━━ Provided material

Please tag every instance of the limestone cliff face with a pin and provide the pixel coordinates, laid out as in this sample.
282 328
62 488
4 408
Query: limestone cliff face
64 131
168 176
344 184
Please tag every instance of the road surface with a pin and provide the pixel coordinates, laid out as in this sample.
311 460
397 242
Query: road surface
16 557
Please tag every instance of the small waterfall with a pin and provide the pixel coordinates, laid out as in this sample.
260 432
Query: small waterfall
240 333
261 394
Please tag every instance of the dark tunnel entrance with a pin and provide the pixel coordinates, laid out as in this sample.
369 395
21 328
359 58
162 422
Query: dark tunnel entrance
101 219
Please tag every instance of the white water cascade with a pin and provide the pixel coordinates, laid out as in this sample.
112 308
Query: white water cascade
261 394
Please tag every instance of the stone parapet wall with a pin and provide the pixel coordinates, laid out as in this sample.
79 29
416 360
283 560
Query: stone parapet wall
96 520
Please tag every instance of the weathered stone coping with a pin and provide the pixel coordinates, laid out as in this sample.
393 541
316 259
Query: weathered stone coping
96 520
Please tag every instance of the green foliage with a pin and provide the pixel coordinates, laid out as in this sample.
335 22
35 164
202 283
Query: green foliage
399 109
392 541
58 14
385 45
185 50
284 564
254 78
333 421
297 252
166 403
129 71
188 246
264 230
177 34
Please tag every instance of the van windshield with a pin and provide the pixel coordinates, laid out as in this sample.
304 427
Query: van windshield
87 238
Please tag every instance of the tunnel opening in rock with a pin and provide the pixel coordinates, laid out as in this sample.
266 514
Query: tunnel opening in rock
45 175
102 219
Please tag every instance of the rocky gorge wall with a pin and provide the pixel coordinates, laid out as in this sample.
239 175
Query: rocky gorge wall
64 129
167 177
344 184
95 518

━━━━
━━ Provided material

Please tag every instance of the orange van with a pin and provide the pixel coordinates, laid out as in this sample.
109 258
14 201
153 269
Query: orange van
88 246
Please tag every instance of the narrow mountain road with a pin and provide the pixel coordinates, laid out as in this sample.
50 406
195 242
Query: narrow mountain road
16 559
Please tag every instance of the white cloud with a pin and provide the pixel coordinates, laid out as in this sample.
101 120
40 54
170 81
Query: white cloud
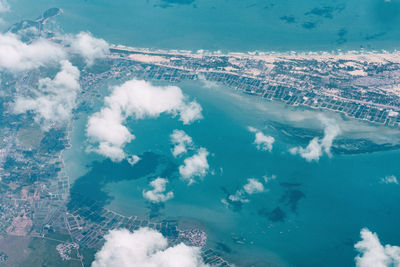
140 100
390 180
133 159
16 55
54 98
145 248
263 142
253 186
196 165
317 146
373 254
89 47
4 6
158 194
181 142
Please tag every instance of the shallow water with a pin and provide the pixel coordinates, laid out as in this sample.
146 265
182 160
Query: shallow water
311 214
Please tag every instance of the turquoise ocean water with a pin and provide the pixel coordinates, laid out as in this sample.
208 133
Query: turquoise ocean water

━━━━
━━ Provided material

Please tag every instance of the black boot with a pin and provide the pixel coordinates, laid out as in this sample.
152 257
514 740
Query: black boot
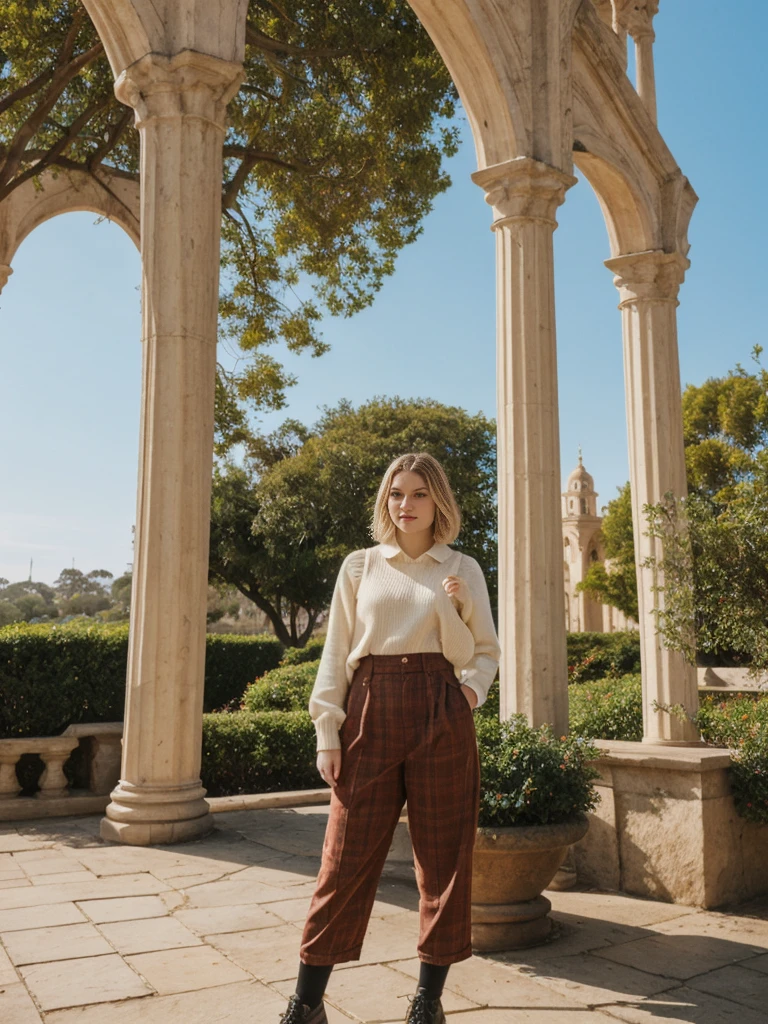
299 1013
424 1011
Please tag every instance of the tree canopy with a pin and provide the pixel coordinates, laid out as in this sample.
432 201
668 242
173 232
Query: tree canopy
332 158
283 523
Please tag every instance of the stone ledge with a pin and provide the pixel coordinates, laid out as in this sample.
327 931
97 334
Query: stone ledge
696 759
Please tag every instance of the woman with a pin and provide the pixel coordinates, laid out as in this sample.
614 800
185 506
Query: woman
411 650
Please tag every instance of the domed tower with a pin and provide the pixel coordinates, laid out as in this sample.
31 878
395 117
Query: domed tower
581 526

━━━━

- [Directions]: List every line in the data above that contains the word "cloud", copying each line in full.

- [Solved exercise]:
Please tag every instance of the white cloud with a pin and provide the pixel coordinates, laid out as in this sample.
Query: white cloud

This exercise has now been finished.